● BLOC DE TEXTE:
D’une manière générale, plus des deux tiers des communes comptent moins de 50 000 habitants.
 
A cette diversité démographique des communes s’ajoute  une grande variété de leur étendue. Alors que certaines communes ont moins de 5 km² de superficie, d’autres par contre ont plusieurs centaines de km² de superficie, notamment: Yokadouma(10 000 km²). Douala(890 km²), Yaoundé(256 km²), Eséka(755 km²), Kumba(225 km²), Kumbo(630 km²), Nkongsamba(130 km²) et toutes les communes de la région de l’Est. C’est ainsi par exemple certains arrondissements sont plus étendus que la région de l’Ouest dont la moitié est occupée par le département du Noun. Cette situation interpelle les pouvoirs publics.
 
En effet, une réflexion doit être menée sur les critères permettant une meilleure répartition des recettes de péréquation aux communes afin de leur permettre d’assurer le développement harmonieux de leur territoire, développement qui passe nécessairement par l’amélioration des conditions de vie des populations notamment : l’élévation de leur niveau de vie, l’amélioration de leur niveau d’instruction, de leur état de santé et de leur égalité de chances.
 
L’intervention dans ces différents secteurs vise l’atteinte des Objectifs du millénaire pour le développement (OMD), qui est la réduction de moitié d’ici 2015 de l’extrême pauvreté dans le monde.

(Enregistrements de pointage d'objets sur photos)

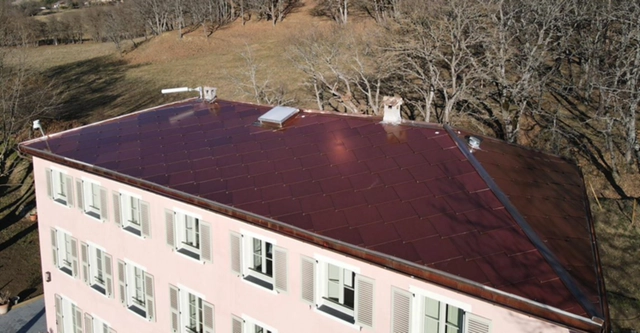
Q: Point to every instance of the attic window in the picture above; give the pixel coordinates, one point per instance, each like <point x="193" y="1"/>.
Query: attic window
<point x="277" y="116"/>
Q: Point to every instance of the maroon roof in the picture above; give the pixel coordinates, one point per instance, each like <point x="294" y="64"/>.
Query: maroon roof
<point x="407" y="191"/>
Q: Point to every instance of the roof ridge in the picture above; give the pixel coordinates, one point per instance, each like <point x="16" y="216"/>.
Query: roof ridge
<point x="546" y="253"/>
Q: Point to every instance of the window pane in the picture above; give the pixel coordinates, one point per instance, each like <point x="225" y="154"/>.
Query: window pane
<point x="432" y="308"/>
<point x="349" y="297"/>
<point x="269" y="260"/>
<point x="99" y="265"/>
<point x="349" y="277"/>
<point x="431" y="325"/>
<point x="454" y="318"/>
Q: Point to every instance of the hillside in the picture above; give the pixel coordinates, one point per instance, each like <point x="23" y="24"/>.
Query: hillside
<point x="98" y="83"/>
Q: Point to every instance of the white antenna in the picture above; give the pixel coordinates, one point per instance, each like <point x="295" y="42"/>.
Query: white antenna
<point x="37" y="126"/>
<point x="207" y="93"/>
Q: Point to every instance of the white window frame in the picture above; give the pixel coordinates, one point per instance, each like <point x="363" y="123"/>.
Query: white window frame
<point x="97" y="267"/>
<point x="248" y="271"/>
<point x="59" y="187"/>
<point x="322" y="286"/>
<point x="89" y="197"/>
<point x="419" y="310"/>
<point x="130" y="214"/>
<point x="65" y="257"/>
<point x="132" y="289"/>
<point x="68" y="314"/>
<point x="184" y="232"/>
<point x="252" y="325"/>
<point x="185" y="309"/>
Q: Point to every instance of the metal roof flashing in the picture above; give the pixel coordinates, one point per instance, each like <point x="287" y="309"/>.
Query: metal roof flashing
<point x="360" y="138"/>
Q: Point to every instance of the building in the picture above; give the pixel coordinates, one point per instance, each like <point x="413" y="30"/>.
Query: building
<point x="233" y="217"/>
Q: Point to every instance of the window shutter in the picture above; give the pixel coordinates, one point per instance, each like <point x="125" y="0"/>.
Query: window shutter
<point x="150" y="301"/>
<point x="47" y="172"/>
<point x="117" y="215"/>
<point x="84" y="252"/>
<point x="144" y="219"/>
<point x="104" y="202"/>
<point x="88" y="323"/>
<point x="280" y="256"/>
<point x="171" y="230"/>
<point x="77" y="319"/>
<point x="108" y="274"/>
<point x="174" y="302"/>
<point x="236" y="251"/>
<point x="207" y="313"/>
<point x="79" y="194"/>
<point x="59" y="316"/>
<point x="237" y="325"/>
<point x="476" y="324"/>
<point x="364" y="306"/>
<point x="69" y="181"/>
<point x="122" y="282"/>
<point x="400" y="310"/>
<point x="308" y="280"/>
<point x="205" y="241"/>
<point x="74" y="257"/>
<point x="54" y="246"/>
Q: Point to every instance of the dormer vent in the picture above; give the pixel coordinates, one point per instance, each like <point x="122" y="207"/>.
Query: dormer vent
<point x="277" y="116"/>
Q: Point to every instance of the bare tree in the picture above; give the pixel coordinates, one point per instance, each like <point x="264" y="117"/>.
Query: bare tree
<point x="344" y="70"/>
<point x="260" y="88"/>
<point x="24" y="96"/>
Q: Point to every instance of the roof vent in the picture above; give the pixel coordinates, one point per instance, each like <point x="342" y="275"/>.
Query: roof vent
<point x="277" y="116"/>
<point x="392" y="110"/>
<point x="473" y="142"/>
<point x="206" y="93"/>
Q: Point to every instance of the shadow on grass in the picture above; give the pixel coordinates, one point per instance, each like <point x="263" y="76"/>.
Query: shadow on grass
<point x="98" y="88"/>
<point x="86" y="85"/>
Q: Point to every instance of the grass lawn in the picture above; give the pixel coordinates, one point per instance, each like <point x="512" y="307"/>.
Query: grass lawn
<point x="98" y="83"/>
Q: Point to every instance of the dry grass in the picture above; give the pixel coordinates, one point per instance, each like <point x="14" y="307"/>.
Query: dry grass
<point x="619" y="240"/>
<point x="19" y="243"/>
<point x="99" y="83"/>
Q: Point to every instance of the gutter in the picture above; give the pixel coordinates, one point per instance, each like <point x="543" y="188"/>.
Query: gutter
<point x="440" y="278"/>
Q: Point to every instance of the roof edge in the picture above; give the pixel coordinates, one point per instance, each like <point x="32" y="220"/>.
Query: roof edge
<point x="547" y="254"/>
<point x="46" y="137"/>
<point x="443" y="279"/>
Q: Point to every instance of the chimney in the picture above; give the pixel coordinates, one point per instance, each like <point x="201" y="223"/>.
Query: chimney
<point x="474" y="143"/>
<point x="392" y="110"/>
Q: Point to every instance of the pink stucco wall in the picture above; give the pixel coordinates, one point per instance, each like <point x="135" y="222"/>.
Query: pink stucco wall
<point x="229" y="294"/>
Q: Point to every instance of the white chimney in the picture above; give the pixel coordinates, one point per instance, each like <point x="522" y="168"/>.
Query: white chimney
<point x="392" y="110"/>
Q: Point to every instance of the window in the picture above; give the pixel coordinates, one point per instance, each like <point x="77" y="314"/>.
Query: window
<point x="68" y="315"/>
<point x="136" y="289"/>
<point x="65" y="252"/>
<point x="59" y="187"/>
<point x="96" y="324"/>
<point x="338" y="290"/>
<point x="97" y="268"/>
<point x="435" y="314"/>
<point x="131" y="213"/>
<point x="249" y="325"/>
<point x="189" y="235"/>
<point x="190" y="313"/>
<point x="441" y="317"/>
<point x="92" y="199"/>
<point x="259" y="260"/>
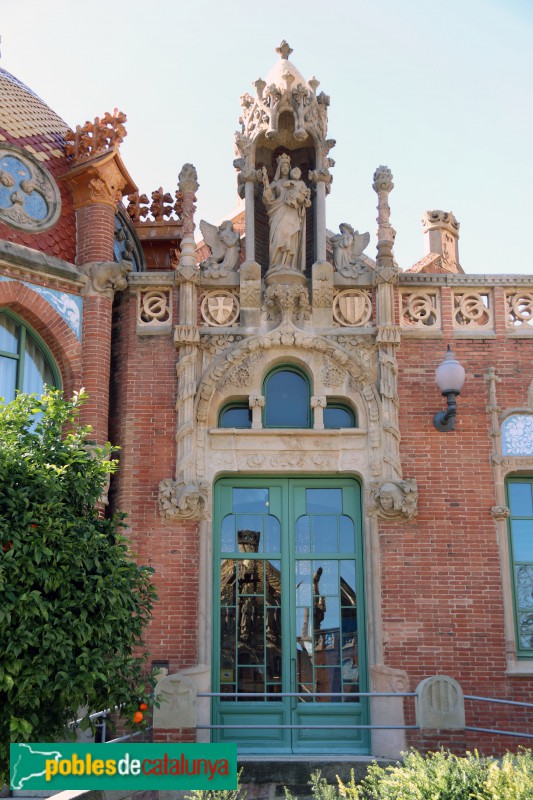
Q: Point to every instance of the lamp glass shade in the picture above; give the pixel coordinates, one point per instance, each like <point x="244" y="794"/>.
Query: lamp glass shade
<point x="450" y="374"/>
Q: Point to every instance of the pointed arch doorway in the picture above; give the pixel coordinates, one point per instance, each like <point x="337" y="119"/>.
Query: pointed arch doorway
<point x="289" y="630"/>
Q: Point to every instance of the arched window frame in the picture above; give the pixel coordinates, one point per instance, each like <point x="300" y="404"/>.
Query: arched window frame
<point x="302" y="374"/>
<point x="515" y="558"/>
<point x="25" y="331"/>
<point x="235" y="404"/>
<point x="335" y="403"/>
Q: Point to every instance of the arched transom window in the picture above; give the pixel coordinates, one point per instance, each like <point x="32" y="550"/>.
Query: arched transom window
<point x="25" y="363"/>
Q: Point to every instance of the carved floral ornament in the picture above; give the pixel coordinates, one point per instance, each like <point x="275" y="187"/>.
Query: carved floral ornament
<point x="29" y="196"/>
<point x="353" y="307"/>
<point x="219" y="308"/>
<point x="180" y="500"/>
<point x="394" y="499"/>
<point x="420" y="309"/>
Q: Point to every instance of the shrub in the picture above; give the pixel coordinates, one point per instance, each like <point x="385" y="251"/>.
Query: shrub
<point x="444" y="776"/>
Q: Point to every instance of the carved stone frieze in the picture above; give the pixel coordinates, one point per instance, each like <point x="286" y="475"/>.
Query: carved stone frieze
<point x="500" y="512"/>
<point x="322" y="291"/>
<point x="217" y="343"/>
<point x="180" y="500"/>
<point x="288" y="301"/>
<point x="472" y="310"/>
<point x="286" y="92"/>
<point x="420" y="309"/>
<point x="388" y="334"/>
<point x="154" y="309"/>
<point x="106" y="278"/>
<point x="353" y="308"/>
<point x="394" y="499"/>
<point x="186" y="335"/>
<point x="519" y="309"/>
<point x="332" y="376"/>
<point x="348" y="246"/>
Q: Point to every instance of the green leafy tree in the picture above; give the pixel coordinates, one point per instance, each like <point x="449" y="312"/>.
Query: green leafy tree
<point x="73" y="602"/>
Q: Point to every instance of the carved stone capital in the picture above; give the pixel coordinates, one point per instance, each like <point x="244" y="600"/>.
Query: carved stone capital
<point x="500" y="513"/>
<point x="320" y="176"/>
<point x="440" y="219"/>
<point x="290" y="299"/>
<point x="186" y="335"/>
<point x="256" y="401"/>
<point x="318" y="401"/>
<point x="106" y="278"/>
<point x="387" y="274"/>
<point x="388" y="334"/>
<point x="180" y="500"/>
<point x="394" y="499"/>
<point x="102" y="180"/>
<point x="383" y="180"/>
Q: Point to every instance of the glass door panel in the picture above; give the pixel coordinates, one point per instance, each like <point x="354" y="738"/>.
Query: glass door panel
<point x="288" y="617"/>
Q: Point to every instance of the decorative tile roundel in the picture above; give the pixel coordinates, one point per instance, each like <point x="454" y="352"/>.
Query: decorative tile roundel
<point x="29" y="196"/>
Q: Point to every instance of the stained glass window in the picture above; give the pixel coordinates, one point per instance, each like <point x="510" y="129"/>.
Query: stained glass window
<point x="25" y="364"/>
<point x="287" y="400"/>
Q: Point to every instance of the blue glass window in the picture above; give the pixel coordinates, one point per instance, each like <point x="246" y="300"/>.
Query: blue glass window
<point x="520" y="494"/>
<point x="337" y="415"/>
<point x="287" y="400"/>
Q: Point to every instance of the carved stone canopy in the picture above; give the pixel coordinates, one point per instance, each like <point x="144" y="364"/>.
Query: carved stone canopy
<point x="285" y="91"/>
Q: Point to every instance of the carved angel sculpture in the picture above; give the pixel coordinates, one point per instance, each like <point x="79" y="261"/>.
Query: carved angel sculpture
<point x="224" y="245"/>
<point x="348" y="246"/>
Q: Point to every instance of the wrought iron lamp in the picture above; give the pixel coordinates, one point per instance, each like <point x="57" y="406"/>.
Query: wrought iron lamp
<point x="450" y="377"/>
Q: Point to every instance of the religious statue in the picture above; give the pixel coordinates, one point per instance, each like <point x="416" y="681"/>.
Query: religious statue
<point x="348" y="246"/>
<point x="223" y="241"/>
<point x="286" y="200"/>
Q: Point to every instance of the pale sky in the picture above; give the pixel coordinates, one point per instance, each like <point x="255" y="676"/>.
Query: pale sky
<point x="442" y="93"/>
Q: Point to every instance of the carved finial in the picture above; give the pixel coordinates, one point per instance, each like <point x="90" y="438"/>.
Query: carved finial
<point x="284" y="50"/>
<point x="383" y="180"/>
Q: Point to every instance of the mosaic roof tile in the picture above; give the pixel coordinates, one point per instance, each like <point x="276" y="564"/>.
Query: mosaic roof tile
<point x="27" y="122"/>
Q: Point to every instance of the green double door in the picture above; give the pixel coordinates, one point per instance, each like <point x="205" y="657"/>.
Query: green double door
<point x="289" y="642"/>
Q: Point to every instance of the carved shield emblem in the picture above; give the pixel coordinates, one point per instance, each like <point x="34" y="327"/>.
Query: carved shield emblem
<point x="220" y="308"/>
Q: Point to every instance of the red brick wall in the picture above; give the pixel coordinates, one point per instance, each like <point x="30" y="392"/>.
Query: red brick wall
<point x="143" y="423"/>
<point x="95" y="231"/>
<point x="442" y="589"/>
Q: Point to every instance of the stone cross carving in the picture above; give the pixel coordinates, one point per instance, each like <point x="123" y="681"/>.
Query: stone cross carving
<point x="223" y="241"/>
<point x="348" y="246"/>
<point x="286" y="200"/>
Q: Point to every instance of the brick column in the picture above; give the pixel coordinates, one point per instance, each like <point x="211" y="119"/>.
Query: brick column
<point x="98" y="180"/>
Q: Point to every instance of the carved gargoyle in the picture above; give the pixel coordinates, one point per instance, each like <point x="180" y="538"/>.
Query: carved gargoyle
<point x="394" y="499"/>
<point x="106" y="277"/>
<point x="180" y="500"/>
<point x="348" y="246"/>
<point x="223" y="241"/>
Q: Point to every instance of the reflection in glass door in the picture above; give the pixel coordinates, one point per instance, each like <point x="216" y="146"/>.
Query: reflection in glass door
<point x="289" y="615"/>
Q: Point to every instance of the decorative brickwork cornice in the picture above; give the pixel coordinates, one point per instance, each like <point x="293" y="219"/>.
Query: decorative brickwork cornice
<point x="103" y="180"/>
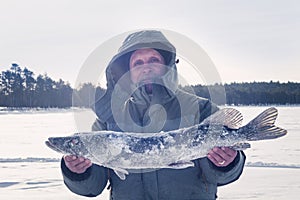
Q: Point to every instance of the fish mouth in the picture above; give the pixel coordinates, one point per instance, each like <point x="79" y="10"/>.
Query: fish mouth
<point x="51" y="146"/>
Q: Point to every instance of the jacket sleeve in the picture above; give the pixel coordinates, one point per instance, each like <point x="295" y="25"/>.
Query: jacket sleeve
<point x="232" y="172"/>
<point x="92" y="182"/>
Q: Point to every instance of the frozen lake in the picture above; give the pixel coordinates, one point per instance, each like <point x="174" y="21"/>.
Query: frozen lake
<point x="29" y="170"/>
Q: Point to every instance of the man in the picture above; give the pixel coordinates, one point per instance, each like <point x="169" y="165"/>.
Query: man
<point x="141" y="76"/>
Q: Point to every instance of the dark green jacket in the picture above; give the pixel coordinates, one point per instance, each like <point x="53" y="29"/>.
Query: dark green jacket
<point x="128" y="107"/>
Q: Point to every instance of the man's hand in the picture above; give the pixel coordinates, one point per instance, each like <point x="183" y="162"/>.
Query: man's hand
<point x="222" y="156"/>
<point x="77" y="164"/>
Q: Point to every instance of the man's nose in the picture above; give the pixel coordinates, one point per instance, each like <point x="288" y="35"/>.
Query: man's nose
<point x="147" y="68"/>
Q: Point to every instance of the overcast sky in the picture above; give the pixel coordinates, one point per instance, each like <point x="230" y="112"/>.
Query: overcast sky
<point x="257" y="40"/>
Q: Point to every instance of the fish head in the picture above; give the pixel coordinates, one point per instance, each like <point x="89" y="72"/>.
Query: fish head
<point x="72" y="145"/>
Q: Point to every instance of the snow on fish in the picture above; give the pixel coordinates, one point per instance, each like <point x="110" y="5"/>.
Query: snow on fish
<point x="126" y="152"/>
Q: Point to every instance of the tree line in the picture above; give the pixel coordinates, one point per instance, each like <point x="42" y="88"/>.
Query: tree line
<point x="255" y="93"/>
<point x="20" y="88"/>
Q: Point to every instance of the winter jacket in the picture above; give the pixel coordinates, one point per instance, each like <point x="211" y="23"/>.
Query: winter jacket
<point x="128" y="107"/>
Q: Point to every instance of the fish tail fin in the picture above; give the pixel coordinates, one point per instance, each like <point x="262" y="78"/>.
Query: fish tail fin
<point x="262" y="127"/>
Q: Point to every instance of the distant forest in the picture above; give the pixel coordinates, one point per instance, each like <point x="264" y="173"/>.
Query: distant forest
<point x="20" y="88"/>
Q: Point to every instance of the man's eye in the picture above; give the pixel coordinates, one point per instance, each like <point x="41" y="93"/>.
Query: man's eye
<point x="154" y="60"/>
<point x="138" y="62"/>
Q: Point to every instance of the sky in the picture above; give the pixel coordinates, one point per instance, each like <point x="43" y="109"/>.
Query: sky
<point x="247" y="41"/>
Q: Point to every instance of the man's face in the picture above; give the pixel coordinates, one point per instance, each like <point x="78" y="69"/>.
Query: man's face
<point x="146" y="65"/>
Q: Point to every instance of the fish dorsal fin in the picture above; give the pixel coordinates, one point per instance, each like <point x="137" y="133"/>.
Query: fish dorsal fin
<point x="229" y="117"/>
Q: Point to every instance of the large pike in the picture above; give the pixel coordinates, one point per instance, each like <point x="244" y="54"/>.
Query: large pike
<point x="123" y="151"/>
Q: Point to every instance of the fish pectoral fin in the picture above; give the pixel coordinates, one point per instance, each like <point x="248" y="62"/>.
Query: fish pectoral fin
<point x="240" y="146"/>
<point x="121" y="173"/>
<point x="181" y="165"/>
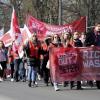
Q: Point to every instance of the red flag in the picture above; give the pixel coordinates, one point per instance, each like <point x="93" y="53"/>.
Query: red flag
<point x="79" y="25"/>
<point x="6" y="38"/>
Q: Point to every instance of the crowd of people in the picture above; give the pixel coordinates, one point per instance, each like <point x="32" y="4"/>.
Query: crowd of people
<point x="36" y="56"/>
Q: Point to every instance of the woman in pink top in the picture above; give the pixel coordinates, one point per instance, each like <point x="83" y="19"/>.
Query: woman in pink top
<point x="3" y="60"/>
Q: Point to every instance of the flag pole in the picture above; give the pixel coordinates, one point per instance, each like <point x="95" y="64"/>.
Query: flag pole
<point x="86" y="24"/>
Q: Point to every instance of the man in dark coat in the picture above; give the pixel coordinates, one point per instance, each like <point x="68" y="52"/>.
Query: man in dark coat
<point x="93" y="39"/>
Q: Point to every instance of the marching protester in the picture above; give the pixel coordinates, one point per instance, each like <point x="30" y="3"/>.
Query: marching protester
<point x="76" y="43"/>
<point x="3" y="61"/>
<point x="93" y="39"/>
<point x="17" y="60"/>
<point x="11" y="62"/>
<point x="56" y="42"/>
<point x="43" y="62"/>
<point x="83" y="38"/>
<point x="66" y="38"/>
<point x="32" y="49"/>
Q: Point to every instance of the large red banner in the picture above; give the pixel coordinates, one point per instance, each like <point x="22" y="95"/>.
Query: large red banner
<point x="43" y="29"/>
<point x="75" y="64"/>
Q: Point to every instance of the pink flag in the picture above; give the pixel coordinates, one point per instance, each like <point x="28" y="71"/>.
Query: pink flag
<point x="15" y="30"/>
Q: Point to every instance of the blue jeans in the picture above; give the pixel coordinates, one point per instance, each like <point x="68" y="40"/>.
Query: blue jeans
<point x="32" y="73"/>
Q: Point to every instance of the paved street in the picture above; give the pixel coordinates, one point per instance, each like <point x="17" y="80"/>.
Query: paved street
<point x="20" y="91"/>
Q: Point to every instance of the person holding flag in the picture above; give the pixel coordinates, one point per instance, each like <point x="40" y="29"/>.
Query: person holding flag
<point x="32" y="51"/>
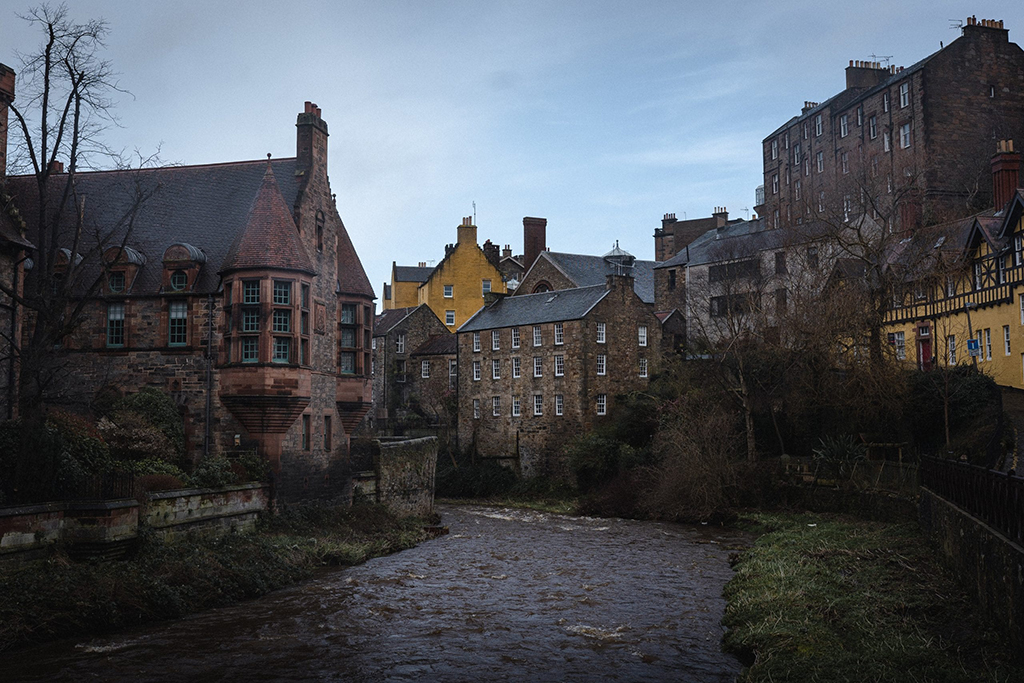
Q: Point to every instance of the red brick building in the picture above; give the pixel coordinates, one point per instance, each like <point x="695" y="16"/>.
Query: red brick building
<point x="932" y="126"/>
<point x="238" y="291"/>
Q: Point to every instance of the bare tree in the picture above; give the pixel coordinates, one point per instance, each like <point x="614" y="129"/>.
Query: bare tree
<point x="66" y="98"/>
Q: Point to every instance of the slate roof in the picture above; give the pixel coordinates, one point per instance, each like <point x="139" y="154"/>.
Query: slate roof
<point x="438" y="345"/>
<point x="585" y="270"/>
<point x="551" y="306"/>
<point x="387" y="319"/>
<point x="412" y="273"/>
<point x="269" y="239"/>
<point x="205" y="206"/>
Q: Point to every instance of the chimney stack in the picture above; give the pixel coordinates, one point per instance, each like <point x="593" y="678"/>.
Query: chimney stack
<point x="1006" y="173"/>
<point x="534" y="239"/>
<point x="6" y="97"/>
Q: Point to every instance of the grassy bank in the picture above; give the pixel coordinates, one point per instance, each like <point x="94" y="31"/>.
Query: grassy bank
<point x="830" y="598"/>
<point x="58" y="598"/>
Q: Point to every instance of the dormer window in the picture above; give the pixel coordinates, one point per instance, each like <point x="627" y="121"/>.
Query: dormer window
<point x="179" y="281"/>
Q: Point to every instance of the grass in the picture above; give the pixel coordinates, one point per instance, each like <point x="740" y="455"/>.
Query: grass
<point x="58" y="598"/>
<point x="832" y="598"/>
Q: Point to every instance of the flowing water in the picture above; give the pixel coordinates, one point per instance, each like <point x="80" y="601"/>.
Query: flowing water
<point x="509" y="595"/>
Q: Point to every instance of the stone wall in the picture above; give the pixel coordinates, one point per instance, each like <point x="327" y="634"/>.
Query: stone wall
<point x="406" y="476"/>
<point x="988" y="563"/>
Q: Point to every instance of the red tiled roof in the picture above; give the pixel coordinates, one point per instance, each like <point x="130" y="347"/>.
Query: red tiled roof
<point x="269" y="239"/>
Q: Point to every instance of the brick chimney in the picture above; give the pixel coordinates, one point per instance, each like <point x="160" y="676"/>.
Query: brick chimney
<point x="310" y="144"/>
<point x="6" y="97"/>
<point x="467" y="231"/>
<point x="1006" y="173"/>
<point x="534" y="239"/>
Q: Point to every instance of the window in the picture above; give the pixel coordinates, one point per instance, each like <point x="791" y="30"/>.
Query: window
<point x="116" y="325"/>
<point x="283" y="322"/>
<point x="179" y="281"/>
<point x="282" y="349"/>
<point x="250" y="291"/>
<point x="177" y="324"/>
<point x="898" y="340"/>
<point x="250" y="349"/>
<point x="116" y="282"/>
<point x="282" y="293"/>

● TRAVAIL DEMANDÉ:
1. D'après le texte sur les communes, quelle superficie est attribuée à Yokadouma ?
2. Poursuivez la rédaction du texte sur les communes à partir de sa dernière phrase.

● RÉPONSES PAR CONSIGNE:
1. 10 000 km².

2.
 
Le gouvernement Camerounais, pour sa part, a réaffirmé son engagement à atteindre cet objectif à travers le DSCE. L’atteinte de cet objectif passe nécessairement par l’amélioration des ressources locales, pour permettre aux collectivités territoriales décentralisées de disposer des financements dont elles ont besoin pour la réalisation des projets communaux et intercommunaux.
 
Le rôle des collectivités territoriales décentralisées pour l’atteinte des OMD
 
Avec la décentralisation, la responsabilité des collectivités territoriales décentralisées dans le développement social, économique, sanitaire, éducatif, culturel et sportif s’avère essentielle. Ces collectivités publiques locales sont plus à même qu’une administration centralisée de répondre aux préoccupations immédiates des populations par une meilleure prise en compte des besoins de ces dernières et l’amélioration de leurs conditions de vie. En effet, le recueil de leurs avis, la confrontation des idées, permettent de dégager, pour un problème donné, des solutions mieux acceptées par tous.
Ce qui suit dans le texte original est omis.